[Records of labeled points]

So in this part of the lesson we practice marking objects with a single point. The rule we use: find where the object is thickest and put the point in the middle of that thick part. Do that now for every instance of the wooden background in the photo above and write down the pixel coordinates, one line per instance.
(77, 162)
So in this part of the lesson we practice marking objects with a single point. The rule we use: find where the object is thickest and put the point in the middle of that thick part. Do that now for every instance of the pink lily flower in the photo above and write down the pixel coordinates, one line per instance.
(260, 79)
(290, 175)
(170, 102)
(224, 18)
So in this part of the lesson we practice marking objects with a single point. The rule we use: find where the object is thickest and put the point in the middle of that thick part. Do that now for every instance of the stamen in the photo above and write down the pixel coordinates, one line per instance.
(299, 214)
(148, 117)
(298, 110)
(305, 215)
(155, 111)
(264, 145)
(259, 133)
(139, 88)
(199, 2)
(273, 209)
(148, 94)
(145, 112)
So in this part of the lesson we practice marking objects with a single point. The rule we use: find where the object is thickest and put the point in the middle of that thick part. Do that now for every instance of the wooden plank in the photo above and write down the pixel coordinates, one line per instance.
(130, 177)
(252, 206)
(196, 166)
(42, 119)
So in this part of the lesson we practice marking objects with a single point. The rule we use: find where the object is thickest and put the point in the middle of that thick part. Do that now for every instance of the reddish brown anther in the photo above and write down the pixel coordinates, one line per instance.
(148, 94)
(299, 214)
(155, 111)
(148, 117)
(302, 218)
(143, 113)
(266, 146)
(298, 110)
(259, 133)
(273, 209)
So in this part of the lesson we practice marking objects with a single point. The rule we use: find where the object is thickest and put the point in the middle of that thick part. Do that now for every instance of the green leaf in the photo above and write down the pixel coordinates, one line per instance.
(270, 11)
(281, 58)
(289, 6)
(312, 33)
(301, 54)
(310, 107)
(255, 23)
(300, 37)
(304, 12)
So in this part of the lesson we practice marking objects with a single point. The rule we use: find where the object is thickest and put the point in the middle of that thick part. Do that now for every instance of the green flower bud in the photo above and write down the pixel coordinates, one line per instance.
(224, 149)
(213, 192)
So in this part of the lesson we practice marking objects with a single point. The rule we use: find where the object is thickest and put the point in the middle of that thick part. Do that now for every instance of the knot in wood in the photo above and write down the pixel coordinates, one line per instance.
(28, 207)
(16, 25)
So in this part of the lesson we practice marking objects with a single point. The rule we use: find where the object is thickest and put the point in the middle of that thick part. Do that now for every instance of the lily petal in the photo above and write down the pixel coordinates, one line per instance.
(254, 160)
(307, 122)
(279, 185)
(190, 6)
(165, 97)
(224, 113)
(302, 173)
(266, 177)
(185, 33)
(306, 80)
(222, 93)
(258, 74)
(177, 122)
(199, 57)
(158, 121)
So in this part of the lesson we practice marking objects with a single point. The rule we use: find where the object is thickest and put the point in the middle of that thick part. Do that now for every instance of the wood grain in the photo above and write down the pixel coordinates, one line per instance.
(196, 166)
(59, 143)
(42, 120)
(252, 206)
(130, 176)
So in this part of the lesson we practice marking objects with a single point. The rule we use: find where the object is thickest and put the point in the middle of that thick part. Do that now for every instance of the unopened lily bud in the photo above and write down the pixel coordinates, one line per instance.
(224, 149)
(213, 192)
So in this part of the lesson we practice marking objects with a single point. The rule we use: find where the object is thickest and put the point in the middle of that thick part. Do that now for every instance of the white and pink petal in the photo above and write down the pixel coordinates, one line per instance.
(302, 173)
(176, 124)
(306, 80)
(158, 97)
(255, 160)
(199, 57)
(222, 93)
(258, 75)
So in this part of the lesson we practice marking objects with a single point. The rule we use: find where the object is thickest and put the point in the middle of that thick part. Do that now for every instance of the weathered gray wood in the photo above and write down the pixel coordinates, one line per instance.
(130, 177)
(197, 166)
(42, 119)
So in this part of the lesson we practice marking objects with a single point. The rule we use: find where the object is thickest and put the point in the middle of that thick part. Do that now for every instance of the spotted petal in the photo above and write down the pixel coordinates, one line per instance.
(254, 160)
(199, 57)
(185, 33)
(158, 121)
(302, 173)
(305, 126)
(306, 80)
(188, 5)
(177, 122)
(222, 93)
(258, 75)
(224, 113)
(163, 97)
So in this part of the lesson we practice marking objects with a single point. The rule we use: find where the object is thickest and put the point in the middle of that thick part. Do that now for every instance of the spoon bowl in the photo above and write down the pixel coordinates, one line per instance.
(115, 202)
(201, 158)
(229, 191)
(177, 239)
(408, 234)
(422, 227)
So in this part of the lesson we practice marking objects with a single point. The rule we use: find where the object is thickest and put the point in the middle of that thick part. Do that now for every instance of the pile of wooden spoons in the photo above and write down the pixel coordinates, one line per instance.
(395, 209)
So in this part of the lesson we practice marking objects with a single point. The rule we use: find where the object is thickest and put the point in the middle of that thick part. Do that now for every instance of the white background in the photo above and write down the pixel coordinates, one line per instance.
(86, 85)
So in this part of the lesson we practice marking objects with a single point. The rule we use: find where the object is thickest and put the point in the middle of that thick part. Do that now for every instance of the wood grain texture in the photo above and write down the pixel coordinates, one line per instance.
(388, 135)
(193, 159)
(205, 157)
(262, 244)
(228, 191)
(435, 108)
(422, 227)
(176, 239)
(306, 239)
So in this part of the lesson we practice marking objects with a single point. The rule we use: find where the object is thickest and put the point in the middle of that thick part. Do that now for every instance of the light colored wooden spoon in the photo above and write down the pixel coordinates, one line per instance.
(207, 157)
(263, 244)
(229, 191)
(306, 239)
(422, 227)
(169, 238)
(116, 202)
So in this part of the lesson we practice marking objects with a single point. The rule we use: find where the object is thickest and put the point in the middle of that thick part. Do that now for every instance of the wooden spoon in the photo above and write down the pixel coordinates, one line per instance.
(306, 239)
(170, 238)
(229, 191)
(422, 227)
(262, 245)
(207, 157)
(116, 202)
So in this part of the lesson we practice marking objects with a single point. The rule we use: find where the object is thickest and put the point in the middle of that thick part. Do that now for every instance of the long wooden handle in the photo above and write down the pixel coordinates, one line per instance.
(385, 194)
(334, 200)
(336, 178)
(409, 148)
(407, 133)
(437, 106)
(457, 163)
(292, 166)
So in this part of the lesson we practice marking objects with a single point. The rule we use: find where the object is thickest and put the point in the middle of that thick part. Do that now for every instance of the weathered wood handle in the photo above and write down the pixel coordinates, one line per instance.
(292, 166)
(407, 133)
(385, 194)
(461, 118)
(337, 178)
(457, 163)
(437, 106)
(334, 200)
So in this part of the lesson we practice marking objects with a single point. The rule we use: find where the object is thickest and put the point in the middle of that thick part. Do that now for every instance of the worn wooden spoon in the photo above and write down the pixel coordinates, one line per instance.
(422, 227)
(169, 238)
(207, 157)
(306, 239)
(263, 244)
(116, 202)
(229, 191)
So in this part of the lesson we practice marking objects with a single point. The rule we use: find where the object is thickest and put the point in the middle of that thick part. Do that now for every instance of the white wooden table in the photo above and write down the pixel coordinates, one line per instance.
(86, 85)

* Task to complete
Every line of the data above should be copied exactly.

* Response
So in this part of the lesson we practice marking objects with a single point. The rule we use: find where the object is thickest and put the point in the middle of that thick part. Do that now for every instance of the wooden background in the photo above and write down the pixel coordinates, one line per instance.
(77, 162)
So in this part of the lesson we practice marking objects with a single point. The rule we use: find where the object is thickest and put the point in the middle of that thick part. Do that now for every instance of the pink lily flower in the photo above and write down the pixel coordinates, one line per instance.
(260, 79)
(290, 175)
(170, 102)
(224, 18)
So in this part of the lesson we practice marking objects with a single point. The rule we use: find where the object is thickest and put the point in the middle of that thick part. Do that now for every instance of the stamen in the photo above and write down the pixel coordinates, one line per instance.
(299, 214)
(148, 117)
(298, 110)
(305, 215)
(155, 111)
(264, 145)
(259, 133)
(139, 88)
(199, 2)
(273, 209)
(148, 94)
(145, 112)
So in this part of the lesson we practice marking objects with a single point. The rule we use: find where the object is thickest and put the point in the middle of that thick part. Do that now for every instance of the wooden plank in the photo above and write down the pixel coordinates, one line per instance.
(130, 177)
(252, 206)
(196, 166)
(42, 119)
So in this part of the lesson we practice marking objects with a single point. The rule we use: find where the object is thickest and put the point in the middle of that thick part. Do that now for every instance of the reddish brown anther in the photo above and write down the pixel coordinates, one line per instance.
(148, 94)
(299, 214)
(155, 111)
(148, 117)
(302, 218)
(143, 113)
(266, 146)
(298, 110)
(259, 133)
(273, 209)
So in this part of the lesson we practice marking objects with a single point. The rule we use: find where the object is thickest and put the point in the middle of that thick part. Do that now for every instance of the green leaf in the photo above and write down the pixel coordinates, one line per instance.
(270, 11)
(281, 58)
(289, 6)
(312, 33)
(301, 54)
(310, 107)
(255, 23)
(300, 37)
(304, 12)
So in this part of the lesson we practice marking objects with a single point. The rule we use: find where the object is thickest and put the point in the middle of that thick part. Do that now for every instance of the green flower bud in the photo above and write down the pixel coordinates, one line per instance.
(224, 149)
(213, 192)
So in this part of the lesson we practice marking objects with a single point. The rule we use: find where the object is thickest and put the point in the middle of that thick part. Do that now for every instance of the knot in wood in the photo above and write down the pixel coordinates, one line per instance.
(28, 207)
(16, 25)
So in this part of the lesson we practice marking objects with a single point. The rule we use: find where the object is thickest and put the point in the middle of that thick part. Do that now for every instance of the lily petal in the photo above and write down the pixel coordinates, one line per instance.
(254, 160)
(307, 122)
(279, 185)
(190, 6)
(165, 97)
(224, 113)
(302, 173)
(266, 177)
(185, 33)
(306, 80)
(222, 93)
(258, 74)
(177, 122)
(199, 57)
(158, 121)
So in this part of the lesson we practice marking objects with a single point. The rule we use: find where the object is thickest and put the point in the middle of that thick part. Do that now for every instance of the wood grain in the photo above and write down the pixel coordinates, one line per instance.
(196, 166)
(59, 143)
(42, 120)
(252, 206)
(130, 176)
So in this part of the lesson we practice marking objects with a single point. The rule we use: find where the object is thickest and put the point in the middle of that thick part. Do that now for every instance of the unopened lily bud in the photo above and write down the pixel coordinates, one line per instance.
(224, 149)
(213, 192)
So in this part of the lesson we practice marking objects with a single point. The rule we use: find where the object is thickest and put the point in the middle of that thick part. Do that now for every instance of the white and pink petal in the photo above and write down the pixel coordinates, one line per instance.
(302, 173)
(176, 124)
(306, 80)
(158, 97)
(255, 160)
(199, 57)
(222, 93)
(258, 75)
So in this part of the lesson we practice marking objects with a single point. The rule we use: find where the object is thickest and put the point in the middle of that thick part. Do that now for every instance of the weathered gray wood in the photo above and write down the pixel coordinates, one line per instance.
(130, 177)
(197, 166)
(42, 119)
So in this part of the lesson we practice marking objects with a single point. The rule we use: find where the object is thickest and put the point in the middle of that thick part. Do that now for every instance of the spotted petal in the photo above and write down the pixel coordinates, one line per instance.
(254, 160)
(199, 57)
(185, 33)
(158, 121)
(302, 173)
(305, 126)
(306, 80)
(188, 5)
(177, 122)
(222, 93)
(258, 75)
(224, 113)
(163, 97)
So in this part of the lesson we practice marking objects with a single point. The rule we use: find where the object is thickest and put the point in the middle of that thick part. Do that now for every instance of the spoon bowl in the photo above and write down the pixel coordinates, one line per instance.
(115, 202)
(201, 158)
(229, 191)
(177, 239)
(408, 234)
(422, 227)
So in this part of the lesson we practice marking objects with a single point. The rule we use: find where the object is thickest and put the point in the middle of that thick part. Do that now for every instance of the pile of wooden spoons in the photo above and write down the pixel coordinates, one line per instance.
(395, 209)
So in this part of the lesson we practice marking objects with a single point. The rule we use: find where the object is thickest and put the point in the middle of that thick part. Do that now for every instance of the white background in the photo above and write down the pixel coordinates, one line per instance.
(86, 85)
So in this part of the lesson we practice marking objects with a single point. The rule we use: find where the object is thickest and put the point in the middle of that thick part. Do that now for every instance of the wood grain texture in the photo above and write down the pixel coordinates, one line per instance.
(388, 135)
(193, 159)
(205, 157)
(262, 244)
(228, 191)
(435, 108)
(422, 227)
(176, 239)
(306, 239)
So in this part of the lesson we practice marking objects with a single point. The rule we use: find where the object is thickest and put the point in the middle of that thick part. Do that now for every instance of the light colored wooden spoon in the photo above and write down the pixel coordinates, one line per instance.
(207, 157)
(263, 244)
(229, 191)
(306, 239)
(422, 227)
(169, 238)
(116, 202)
So in this part of the lesson we practice marking objects with a single point. The rule we use: find where the object is thickest and put the point in the middle of that thick part. Do that now for every instance of the wooden spoon in the photo above and write down the pixel coordinates, one line per instance.
(306, 239)
(170, 238)
(229, 191)
(422, 227)
(262, 245)
(207, 157)
(116, 202)
So in this part of the lesson we practice marking objects with a single point. The rule we use: find where the object is thickest and put the point in the middle of that thick part. Do that now for every instance of the long wooden handle in the photo above and write down the pixel coordinates, one line per instance.
(385, 194)
(334, 200)
(336, 178)
(409, 148)
(407, 133)
(437, 106)
(457, 163)
(292, 166)
So in this part of the lesson we practice marking objects with a single point. The rule we use: find where the object is thickest and put the point in the middle of that thick part. Do that now for every instance of the weathered wood handle in the photo above and write down the pixel coordinates, one line per instance.
(292, 166)
(407, 133)
(385, 194)
(461, 118)
(337, 178)
(457, 163)
(437, 106)
(334, 200)
So in this part of the lesson we practice marking objects with a single point. The rule we use: find where the object is thickest and put the point in the middle of that thick part. Do that now for every instance of the worn wooden spoon in the photo above and write down the pixel coordinates, one line per instance.
(422, 227)
(169, 238)
(207, 157)
(306, 239)
(263, 244)
(116, 202)
(229, 191)
So in this part of the lesson we practice marking objects with a single point. The rule we use: find where the object is thickest and put the point in the middle of that thick part. Do that now for every instance of the white wooden table in the photo above and write down the pixel coordinates, one line per instance.
(86, 85)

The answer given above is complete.